[ÉNONCÉ A] D'après l'extrait sur le recel successoral, quels sont les deux éléments cumulatifs dont le recel impose la réunion ?
[ÉNONCÉ B] Reprenez l'extrait sur le recel successoral et prolongez-le à partir de sa dernière ligne.

[EXTRAIT CITÉ]
§
Aux termes des dispositions de l'article 778 du Code civil et d'une jurisprudence constante, le délit civil de recel suppose pour le successible le fait de dissimuler certains effets de la succession afin de se les approprier indûment et d'en frustrer les autres ayants droit.
Le recel impose donc la réunion de deux éléments cumulatifs :
- un élément matériel, c'est-à-dire des faits tels que le détournement, l'omission, la dissimulation d'éléments dépendant de la succession ou toute man'uvre frauduleuse impliquant une rupture de l'égalité du partage,
- un élément intentionnel, à savoir, la volonté délibérée de modifier l'équilibre successoral à son avantage, en fraude et au détriment des autres successibles.
Les consorts B. contestent le jugement en ce qu'il a considéré que la sanction du recel n'était pas applicable, alors qu'ils maintiennent leur demande de la voir appliquer à l'encontre de leur tante Mme Nicole B. concernant, tant au titre des demandes de Mme Valérie B. que de celles de M. Jean-Christophe B. :
- La dot constituée à son profit en 1971 ;
- La donation du 29 novembre 1976 (appartement du [...]) ;
- Les retraits et paiements, non justifiés, effectués à l'aide de la carte de Suzanne B. ;
- La donation de la somme de 150.000 EUR qui lui a été faite au moyen d'un chèque bancaire par Suzanne B. ;
- La donation de la somme de 5.255 EUR qui lui a été faite au moyen d'un chèque bancaire par Suzanne B. ;La donation de la somme de 23.000 EUR correspondant au chèque tiré à l'ordre de Citroën Dijon en mai 2010 ;
- La donation de la somme de 30.000 EUR remise par chèque tiré par Mme Nicole B. au profit de sa fille Séverine ;
- La libéralité de 48.937,50 EUR réglée en trois chèques tirés sur le compte de Suzanne B. auprès de la Barclays pour le paiement de charges de copropriété ;
- Les sommes résultant de chèques tirés sur les comptes de Suzanne B. lui ayant bénéficié ou ayant bénéficié à ses enfants,
Y ajoutant, pour la première fois à hauteur de cour :
S'agissant des sommes résultant de chèques tirés sur les comptes de Suzanne B. lui ayant bénéficié ou ayant bénéficié à ses enfants: "et sous réserve de ceux qui se révèleront ultérieurement" ;
Ainsi que, pour la première fois en appel :
Pour les biens et valeurs minorées figurant dans la déclaration de succession de Jean B. ;
- l'ensemble des libéralités des sommes payées pour le compte des enfants de Mme Nicole B. au titre des charges leur incombant depuis 1998 ;
- les libéralités pour les travaux sur l'appartement du 1er étage du [...], identifiés déjà au montant minimum de 50 048 EUR en 1999, qui lui incombaient en sa qualité de nu-propriétaire depuis 1983 ;
- les libéralités pour les travaux sur l'appartement de Trouville réalisés entre 1981 et le décès de Jean B., qui lui incombaient en sa qualité de nu-propriétaire depuis 1981;
- les libéralités de l'encaissement des locations de l'appartement de Trouville ;
- les libéralités des paiements de charges travaux de copropriété, qui lui incombaient en sa qualité de nu-propriétaire depuis 1981, sur l'appartement de Trouville et celui du [...] (outre les charges sur cet immeuble qui était, depuis 2003, sa résidence) ;
- pour les biens et valeurs minorées figurant dans la déclaration de succession de Suzanne B.
§
Entrées de localisation d'objets dans les images:
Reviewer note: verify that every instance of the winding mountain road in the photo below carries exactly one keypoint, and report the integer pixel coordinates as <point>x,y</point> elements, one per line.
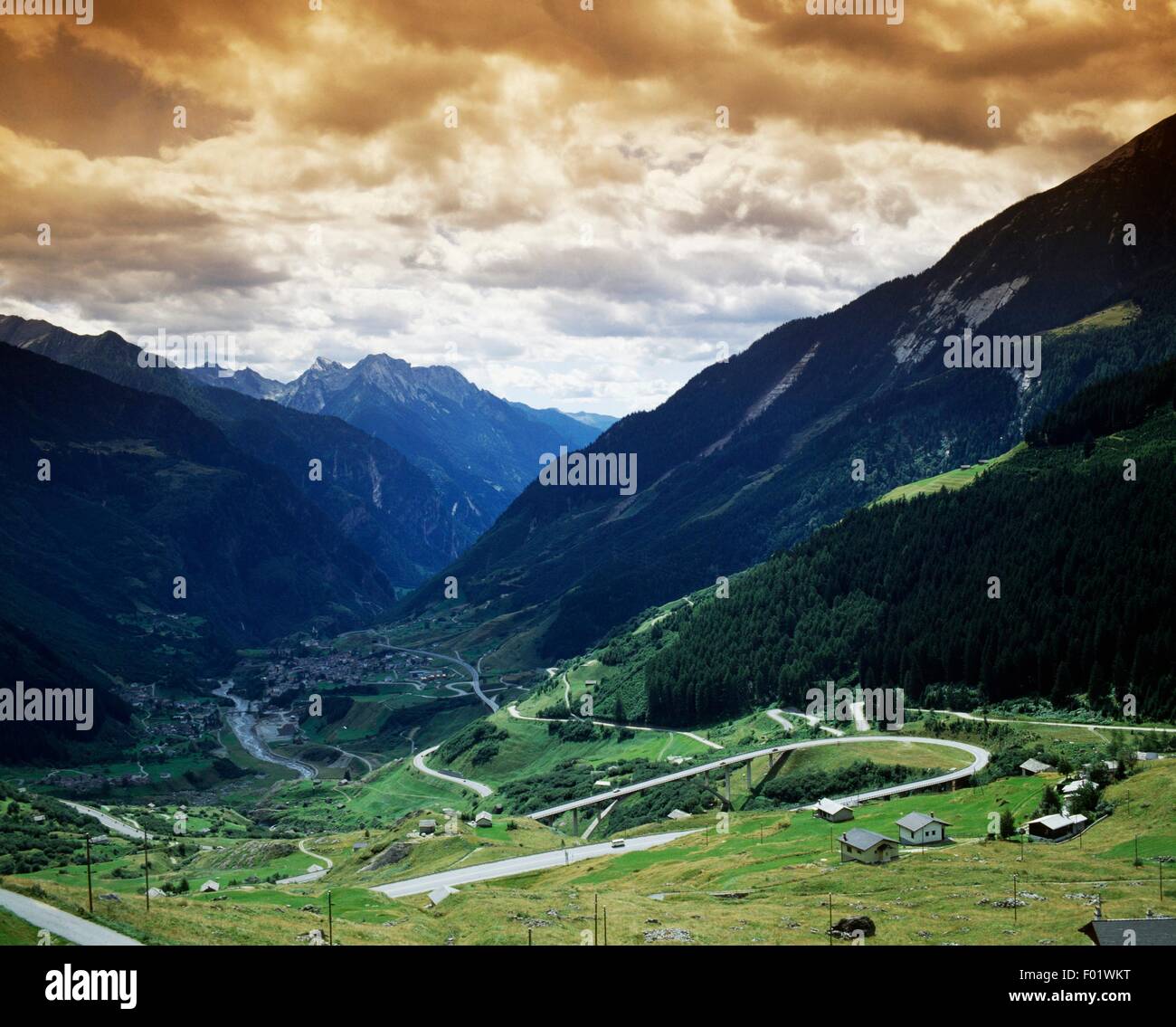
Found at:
<point>58,921</point>
<point>475,673</point>
<point>980,760</point>
<point>1088,725</point>
<point>124,827</point>
<point>451,776</point>
<point>524,865</point>
<point>514,712</point>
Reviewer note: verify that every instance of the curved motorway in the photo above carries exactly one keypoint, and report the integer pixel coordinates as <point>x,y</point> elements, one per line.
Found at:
<point>980,760</point>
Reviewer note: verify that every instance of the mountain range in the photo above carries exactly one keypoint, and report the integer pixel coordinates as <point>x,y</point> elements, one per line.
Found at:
<point>755,453</point>
<point>480,451</point>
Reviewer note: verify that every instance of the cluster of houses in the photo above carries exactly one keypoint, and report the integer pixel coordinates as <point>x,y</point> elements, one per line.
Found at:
<point>430,826</point>
<point>863,846</point>
<point>1059,826</point>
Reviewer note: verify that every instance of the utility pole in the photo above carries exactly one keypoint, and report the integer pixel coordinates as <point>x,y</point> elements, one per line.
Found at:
<point>146,872</point>
<point>90,881</point>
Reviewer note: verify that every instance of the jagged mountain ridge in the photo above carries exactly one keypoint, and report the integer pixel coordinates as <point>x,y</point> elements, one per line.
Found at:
<point>755,453</point>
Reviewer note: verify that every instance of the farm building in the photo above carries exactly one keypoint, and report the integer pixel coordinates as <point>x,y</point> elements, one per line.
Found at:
<point>922,828</point>
<point>1055,827</point>
<point>1140,931</point>
<point>867,847</point>
<point>833,812</point>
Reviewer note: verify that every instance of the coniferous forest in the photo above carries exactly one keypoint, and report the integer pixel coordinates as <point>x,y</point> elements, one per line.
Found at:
<point>1077,541</point>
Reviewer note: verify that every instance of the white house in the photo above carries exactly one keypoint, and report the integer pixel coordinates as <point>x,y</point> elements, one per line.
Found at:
<point>833,812</point>
<point>1055,827</point>
<point>922,828</point>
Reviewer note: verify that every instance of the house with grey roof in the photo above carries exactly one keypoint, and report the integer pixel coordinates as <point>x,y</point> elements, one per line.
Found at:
<point>1148,929</point>
<point>833,812</point>
<point>867,846</point>
<point>922,828</point>
<point>1055,827</point>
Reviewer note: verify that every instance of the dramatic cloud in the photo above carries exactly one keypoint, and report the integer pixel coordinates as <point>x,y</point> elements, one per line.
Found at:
<point>573,207</point>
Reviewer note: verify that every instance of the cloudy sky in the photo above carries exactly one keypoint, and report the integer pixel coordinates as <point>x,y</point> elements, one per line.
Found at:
<point>545,196</point>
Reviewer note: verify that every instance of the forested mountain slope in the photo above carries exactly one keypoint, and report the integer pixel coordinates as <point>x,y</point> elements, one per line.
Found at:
<point>756,453</point>
<point>900,594</point>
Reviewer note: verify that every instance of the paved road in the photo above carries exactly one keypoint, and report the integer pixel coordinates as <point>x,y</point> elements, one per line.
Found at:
<point>815,721</point>
<point>58,921</point>
<point>124,827</point>
<point>1047,722</point>
<point>980,760</point>
<point>524,865</point>
<point>450,775</point>
<point>469,669</point>
<point>779,717</point>
<point>858,712</point>
<point>514,712</point>
<point>309,875</point>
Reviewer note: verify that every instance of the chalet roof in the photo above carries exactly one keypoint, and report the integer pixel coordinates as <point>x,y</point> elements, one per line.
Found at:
<point>865,840</point>
<point>1148,931</point>
<point>917,822</point>
<point>1057,822</point>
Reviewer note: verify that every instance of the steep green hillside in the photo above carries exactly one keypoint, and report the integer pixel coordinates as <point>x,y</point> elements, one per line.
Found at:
<point>900,594</point>
<point>755,453</point>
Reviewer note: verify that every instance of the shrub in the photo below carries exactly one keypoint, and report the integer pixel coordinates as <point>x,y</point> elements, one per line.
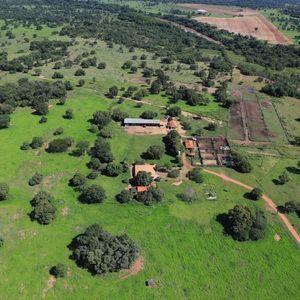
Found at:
<point>174,173</point>
<point>43,208</point>
<point>100,252</point>
<point>4,190</point>
<point>59,270</point>
<point>195,175</point>
<point>35,179</point>
<point>256,194</point>
<point>58,131</point>
<point>36,142</point>
<point>125,196</point>
<point>78,182</point>
<point>25,146</point>
<point>92,194</point>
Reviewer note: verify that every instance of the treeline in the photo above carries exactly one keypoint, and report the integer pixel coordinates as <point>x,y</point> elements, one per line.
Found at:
<point>275,57</point>
<point>41,51</point>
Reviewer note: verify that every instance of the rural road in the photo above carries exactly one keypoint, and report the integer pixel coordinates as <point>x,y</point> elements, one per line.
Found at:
§
[CORRIGÉ A] Un élément matériel et un élément intentionnel.

[CORRIGÉ B]
Au soutien de ses demandes, Mme Valérie B. blâme sa tante à propos de ses réticences et de son silence, estimant que les éléments auraient dû être révélés dès le début des opérations liquidatives, et que, compte tenu des montants, Mme Nicole B. ne pouvait ignorer que ses dissimulations répétées porteraient préjudice à ses cohéritiers en rompant l'égalité du partage.
Elle estime les montants soustraits intentionnellement de la succession de sa grand-mère entre 2.880.396 EUR et 2.950.396 EUR, outre les éléments soustraits de la succession de son grand-père, compte tenu notamment des chèques, créances et travaux dissimulés, des fonds reçus des donations dissimulées de 1971 et 1976, de la part acquise sur la propriété de Touillon avec les fonds de cette donation de 1971, de la donation du [...] inexistante dans la déclaration de succession, de la suspiscion concernant l'encaissement du prix de la vente par la SCI de l'Ermitage et l'absence de reprise par Suzanne de ses parts, ainsi que la minoration des biens immobiliers.
Concluant à la confirmation du jugement, Mme Nicole B. s'inscrit en faux à l'encontre de ce qu'elle qualifie de "procès d'intention" quant à l'interprétation de son comportement lors de l'établissement des projets de partage, alors qu'elle reproche pareillement à ses neveu et nièce leur manque d'exhaustivité s'agissant des sommes reçues de leur grand-mère.
Elle impute leurs accusations à leurs rancoeur et vénalité personnelles, estimant qu'ils cherchent à augmenter leurs droits et à rétablir un équilibre que Suzanne B. n'avait jamais souhaité au regard des liens fusionnels l'unissant à sa fille et de l'aide et des soins quotidiens qu'elle lui apportait, et elle rappelle point par point son argumentation précédemment développée s'agissant des présents d'usage, des actes de gestion courante, et de remboursements de frais.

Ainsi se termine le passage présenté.